# Written task
Please extract every line from the listing below that contains the string "gray".

>> Start Supplied information

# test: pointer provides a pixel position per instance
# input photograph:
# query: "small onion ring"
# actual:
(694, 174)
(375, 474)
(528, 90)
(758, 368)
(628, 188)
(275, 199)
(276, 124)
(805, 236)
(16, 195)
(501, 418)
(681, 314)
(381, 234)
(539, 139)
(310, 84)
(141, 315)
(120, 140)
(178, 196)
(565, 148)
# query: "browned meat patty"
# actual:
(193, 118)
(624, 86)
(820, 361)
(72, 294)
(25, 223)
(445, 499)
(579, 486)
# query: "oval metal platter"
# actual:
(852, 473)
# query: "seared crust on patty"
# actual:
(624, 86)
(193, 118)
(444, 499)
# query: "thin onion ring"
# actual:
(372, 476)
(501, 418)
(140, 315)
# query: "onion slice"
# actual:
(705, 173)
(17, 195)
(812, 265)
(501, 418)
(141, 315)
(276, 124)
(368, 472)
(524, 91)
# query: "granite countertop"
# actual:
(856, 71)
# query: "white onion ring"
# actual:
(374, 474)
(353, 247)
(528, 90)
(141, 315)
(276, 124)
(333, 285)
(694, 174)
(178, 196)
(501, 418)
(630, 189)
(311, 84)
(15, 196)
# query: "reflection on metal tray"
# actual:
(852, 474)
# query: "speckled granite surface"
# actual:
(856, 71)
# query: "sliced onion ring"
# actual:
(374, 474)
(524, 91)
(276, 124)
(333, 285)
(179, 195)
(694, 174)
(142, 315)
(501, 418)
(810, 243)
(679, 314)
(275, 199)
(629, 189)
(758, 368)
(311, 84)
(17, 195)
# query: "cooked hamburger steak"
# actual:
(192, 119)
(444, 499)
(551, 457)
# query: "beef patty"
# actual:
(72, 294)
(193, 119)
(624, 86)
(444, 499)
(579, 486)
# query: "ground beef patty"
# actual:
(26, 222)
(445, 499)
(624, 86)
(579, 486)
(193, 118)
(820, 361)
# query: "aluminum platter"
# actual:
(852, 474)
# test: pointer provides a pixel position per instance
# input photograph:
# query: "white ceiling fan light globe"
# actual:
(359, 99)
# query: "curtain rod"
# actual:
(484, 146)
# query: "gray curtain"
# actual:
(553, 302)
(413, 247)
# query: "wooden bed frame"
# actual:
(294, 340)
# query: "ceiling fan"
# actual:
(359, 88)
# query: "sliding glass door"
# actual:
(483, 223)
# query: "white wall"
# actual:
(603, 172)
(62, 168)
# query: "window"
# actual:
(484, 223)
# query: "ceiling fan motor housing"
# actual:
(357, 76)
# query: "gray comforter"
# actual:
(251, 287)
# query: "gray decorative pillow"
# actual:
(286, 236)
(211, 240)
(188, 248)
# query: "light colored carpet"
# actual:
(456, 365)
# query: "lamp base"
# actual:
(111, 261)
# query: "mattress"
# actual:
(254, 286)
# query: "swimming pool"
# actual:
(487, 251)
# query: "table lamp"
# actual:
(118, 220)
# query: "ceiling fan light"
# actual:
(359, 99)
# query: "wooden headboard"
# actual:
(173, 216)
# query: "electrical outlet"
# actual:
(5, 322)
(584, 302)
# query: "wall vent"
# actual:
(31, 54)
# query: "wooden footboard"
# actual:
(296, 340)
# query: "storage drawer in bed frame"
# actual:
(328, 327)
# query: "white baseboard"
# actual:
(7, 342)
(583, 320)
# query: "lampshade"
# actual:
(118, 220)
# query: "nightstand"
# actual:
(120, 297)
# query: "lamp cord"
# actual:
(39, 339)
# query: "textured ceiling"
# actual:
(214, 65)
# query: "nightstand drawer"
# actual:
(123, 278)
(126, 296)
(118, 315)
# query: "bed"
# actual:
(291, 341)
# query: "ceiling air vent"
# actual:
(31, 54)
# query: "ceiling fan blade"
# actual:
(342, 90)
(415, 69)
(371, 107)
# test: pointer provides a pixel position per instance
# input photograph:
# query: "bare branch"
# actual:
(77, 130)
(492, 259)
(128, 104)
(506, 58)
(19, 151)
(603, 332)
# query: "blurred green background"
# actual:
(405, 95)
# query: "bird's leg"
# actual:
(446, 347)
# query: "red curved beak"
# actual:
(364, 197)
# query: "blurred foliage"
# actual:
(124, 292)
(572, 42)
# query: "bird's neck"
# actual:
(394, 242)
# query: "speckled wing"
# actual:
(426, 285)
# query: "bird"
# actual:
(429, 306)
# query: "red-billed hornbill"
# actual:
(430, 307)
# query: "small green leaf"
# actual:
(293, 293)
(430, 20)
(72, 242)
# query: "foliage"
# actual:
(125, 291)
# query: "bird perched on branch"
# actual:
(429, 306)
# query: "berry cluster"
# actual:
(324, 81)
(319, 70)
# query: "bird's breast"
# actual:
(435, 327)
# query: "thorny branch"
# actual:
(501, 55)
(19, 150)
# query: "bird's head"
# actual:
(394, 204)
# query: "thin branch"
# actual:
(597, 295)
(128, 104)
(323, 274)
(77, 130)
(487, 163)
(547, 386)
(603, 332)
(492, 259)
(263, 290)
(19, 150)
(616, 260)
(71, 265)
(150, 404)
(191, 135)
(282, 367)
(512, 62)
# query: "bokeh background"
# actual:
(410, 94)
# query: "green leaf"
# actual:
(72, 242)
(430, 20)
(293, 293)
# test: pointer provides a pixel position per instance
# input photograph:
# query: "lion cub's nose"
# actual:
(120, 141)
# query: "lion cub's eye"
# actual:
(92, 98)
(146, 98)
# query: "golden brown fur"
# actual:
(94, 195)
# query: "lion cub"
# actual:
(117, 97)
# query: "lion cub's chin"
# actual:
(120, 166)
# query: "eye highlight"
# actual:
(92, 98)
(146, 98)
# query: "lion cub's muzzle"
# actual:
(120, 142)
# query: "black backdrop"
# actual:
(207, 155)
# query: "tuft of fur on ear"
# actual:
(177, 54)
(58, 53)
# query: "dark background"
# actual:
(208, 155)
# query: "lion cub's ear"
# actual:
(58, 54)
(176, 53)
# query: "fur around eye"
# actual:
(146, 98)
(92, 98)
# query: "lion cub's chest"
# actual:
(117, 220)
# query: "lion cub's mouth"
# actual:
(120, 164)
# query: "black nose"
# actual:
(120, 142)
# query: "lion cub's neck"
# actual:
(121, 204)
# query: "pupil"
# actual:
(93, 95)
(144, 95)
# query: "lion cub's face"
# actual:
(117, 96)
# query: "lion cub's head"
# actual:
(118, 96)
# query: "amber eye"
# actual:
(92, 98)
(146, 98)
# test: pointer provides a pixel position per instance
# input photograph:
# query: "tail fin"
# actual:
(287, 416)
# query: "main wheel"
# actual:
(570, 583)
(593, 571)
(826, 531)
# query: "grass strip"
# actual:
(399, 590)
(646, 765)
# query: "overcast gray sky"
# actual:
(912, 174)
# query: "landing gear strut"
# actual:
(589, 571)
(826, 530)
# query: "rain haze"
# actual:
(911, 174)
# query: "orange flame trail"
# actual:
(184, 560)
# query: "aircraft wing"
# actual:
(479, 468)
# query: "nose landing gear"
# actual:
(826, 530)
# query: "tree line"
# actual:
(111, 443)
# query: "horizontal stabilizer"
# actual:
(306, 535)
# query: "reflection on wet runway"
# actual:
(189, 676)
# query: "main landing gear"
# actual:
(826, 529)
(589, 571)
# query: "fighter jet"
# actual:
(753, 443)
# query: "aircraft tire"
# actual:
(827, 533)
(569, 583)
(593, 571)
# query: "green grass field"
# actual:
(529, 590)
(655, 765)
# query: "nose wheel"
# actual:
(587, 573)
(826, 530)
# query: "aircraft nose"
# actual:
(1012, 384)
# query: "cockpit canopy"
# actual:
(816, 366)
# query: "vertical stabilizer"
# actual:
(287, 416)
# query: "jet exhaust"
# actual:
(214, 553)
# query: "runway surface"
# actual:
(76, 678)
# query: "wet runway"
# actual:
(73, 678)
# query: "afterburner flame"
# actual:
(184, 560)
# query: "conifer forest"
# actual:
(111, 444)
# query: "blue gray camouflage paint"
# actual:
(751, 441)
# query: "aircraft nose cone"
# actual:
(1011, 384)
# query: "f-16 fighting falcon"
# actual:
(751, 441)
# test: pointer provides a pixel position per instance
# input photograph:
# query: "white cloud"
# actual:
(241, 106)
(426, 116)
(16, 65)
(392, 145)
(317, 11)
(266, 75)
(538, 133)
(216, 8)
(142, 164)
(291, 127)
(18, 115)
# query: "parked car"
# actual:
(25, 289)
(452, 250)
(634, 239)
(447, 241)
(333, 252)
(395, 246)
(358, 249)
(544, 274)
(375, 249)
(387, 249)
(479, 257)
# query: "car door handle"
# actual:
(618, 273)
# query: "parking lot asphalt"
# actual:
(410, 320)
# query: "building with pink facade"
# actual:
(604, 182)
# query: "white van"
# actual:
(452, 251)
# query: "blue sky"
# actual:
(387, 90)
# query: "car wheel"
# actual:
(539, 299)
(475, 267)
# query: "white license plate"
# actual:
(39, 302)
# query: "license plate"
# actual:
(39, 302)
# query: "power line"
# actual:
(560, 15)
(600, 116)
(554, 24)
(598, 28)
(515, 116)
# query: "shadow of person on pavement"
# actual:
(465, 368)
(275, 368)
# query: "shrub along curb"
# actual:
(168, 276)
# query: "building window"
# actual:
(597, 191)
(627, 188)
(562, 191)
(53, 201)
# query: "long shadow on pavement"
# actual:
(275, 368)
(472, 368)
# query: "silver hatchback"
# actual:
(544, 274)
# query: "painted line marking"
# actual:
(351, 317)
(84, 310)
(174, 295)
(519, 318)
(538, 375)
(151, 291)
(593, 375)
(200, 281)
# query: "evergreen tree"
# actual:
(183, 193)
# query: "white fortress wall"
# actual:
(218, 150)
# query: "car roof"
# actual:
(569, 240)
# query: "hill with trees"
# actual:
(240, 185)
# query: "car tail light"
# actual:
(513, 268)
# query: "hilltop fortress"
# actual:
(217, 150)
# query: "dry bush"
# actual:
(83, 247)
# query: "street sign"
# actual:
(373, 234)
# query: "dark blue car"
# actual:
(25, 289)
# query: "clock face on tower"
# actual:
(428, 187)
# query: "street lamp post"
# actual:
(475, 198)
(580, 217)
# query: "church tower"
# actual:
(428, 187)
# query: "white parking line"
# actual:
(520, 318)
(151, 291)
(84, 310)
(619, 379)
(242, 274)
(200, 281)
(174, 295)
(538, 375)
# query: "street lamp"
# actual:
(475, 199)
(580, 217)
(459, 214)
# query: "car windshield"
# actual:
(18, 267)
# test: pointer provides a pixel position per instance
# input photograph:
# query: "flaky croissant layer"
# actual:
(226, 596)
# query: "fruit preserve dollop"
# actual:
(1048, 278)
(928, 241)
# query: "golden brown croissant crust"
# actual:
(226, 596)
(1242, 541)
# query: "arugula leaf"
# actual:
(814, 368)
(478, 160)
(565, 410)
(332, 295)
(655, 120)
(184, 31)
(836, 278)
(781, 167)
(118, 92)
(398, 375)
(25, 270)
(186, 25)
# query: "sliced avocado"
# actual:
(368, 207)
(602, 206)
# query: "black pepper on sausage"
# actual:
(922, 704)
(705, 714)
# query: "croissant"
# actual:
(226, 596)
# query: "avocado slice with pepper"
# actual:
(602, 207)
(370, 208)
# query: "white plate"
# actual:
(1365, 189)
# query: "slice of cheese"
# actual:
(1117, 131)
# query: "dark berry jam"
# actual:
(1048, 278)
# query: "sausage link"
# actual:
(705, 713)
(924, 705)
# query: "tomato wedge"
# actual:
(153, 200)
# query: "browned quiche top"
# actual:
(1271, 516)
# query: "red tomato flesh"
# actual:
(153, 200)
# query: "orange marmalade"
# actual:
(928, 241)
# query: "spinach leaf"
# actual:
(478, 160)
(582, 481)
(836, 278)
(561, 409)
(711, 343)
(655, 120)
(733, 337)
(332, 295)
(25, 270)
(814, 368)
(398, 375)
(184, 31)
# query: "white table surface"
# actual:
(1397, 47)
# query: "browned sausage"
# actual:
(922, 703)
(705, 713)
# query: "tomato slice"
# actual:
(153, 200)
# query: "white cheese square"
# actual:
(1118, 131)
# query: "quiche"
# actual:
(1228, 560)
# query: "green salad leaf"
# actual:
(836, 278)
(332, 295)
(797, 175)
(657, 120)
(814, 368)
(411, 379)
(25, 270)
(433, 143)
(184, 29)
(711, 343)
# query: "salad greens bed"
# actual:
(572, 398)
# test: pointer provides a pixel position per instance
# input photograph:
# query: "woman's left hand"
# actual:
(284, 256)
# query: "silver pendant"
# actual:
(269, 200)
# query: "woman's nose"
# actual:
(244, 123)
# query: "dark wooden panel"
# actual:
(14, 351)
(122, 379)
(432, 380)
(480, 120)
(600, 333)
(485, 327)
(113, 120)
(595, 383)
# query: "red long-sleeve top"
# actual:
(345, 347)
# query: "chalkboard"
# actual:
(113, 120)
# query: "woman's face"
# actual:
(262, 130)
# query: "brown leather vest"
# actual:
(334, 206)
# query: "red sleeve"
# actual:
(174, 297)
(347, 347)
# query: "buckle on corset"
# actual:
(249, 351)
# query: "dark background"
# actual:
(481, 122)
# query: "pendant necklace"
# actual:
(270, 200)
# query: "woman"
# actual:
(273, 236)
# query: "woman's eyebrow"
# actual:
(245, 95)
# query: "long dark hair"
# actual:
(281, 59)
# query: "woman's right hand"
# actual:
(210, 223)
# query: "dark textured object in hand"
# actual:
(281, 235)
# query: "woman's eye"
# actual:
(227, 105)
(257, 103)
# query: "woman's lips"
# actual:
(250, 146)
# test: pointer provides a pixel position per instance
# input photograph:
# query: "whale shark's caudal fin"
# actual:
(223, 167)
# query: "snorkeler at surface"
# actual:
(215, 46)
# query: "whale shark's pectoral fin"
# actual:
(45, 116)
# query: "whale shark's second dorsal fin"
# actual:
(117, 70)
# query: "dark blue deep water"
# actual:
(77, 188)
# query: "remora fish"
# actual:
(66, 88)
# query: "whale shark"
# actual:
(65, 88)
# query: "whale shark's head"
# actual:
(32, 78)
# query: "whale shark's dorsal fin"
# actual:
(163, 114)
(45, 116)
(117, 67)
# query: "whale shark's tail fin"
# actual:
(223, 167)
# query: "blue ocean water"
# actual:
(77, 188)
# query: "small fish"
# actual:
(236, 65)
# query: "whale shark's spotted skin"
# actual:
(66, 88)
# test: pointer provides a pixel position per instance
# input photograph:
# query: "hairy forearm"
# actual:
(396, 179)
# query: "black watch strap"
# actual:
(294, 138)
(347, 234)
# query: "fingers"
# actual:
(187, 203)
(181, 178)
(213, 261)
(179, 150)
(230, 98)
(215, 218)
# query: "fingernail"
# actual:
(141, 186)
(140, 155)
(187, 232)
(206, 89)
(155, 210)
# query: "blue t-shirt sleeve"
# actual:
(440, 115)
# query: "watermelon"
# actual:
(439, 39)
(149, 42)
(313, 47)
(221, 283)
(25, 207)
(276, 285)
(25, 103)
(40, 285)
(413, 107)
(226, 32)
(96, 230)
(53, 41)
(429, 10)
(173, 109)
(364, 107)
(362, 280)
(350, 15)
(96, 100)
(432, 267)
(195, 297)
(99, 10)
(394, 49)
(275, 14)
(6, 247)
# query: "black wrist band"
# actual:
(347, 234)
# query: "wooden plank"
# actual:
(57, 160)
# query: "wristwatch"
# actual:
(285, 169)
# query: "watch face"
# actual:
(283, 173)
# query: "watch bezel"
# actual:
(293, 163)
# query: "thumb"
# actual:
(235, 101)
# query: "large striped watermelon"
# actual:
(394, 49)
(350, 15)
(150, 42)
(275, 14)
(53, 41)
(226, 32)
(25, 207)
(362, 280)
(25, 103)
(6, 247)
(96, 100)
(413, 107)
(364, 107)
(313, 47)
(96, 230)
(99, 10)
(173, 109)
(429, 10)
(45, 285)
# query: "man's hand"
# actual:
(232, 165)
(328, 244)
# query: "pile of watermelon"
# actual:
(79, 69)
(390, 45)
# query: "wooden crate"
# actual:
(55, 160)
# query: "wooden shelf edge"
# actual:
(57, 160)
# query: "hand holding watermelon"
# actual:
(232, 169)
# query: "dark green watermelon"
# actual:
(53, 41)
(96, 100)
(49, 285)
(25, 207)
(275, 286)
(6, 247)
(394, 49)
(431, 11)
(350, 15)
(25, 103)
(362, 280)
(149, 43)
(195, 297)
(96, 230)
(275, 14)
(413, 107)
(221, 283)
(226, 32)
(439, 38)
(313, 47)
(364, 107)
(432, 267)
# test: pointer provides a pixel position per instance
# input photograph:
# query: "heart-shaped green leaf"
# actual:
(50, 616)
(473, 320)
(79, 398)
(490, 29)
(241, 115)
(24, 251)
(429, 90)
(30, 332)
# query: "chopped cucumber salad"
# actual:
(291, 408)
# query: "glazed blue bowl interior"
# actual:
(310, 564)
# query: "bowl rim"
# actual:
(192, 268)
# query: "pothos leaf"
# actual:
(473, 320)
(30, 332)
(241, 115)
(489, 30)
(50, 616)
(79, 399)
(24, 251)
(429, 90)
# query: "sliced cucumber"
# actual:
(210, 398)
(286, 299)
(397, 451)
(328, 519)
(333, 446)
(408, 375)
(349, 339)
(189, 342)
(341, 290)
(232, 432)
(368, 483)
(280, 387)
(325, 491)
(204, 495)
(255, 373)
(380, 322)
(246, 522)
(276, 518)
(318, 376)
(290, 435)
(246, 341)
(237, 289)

>> End Supplied information

# Solution for this problem
# query: "gray curtain"
# query: "gray comforter"
# query: "gray decorative pillow"
# query: "overcast gray sky"
# query: "blue gray camouflage paint"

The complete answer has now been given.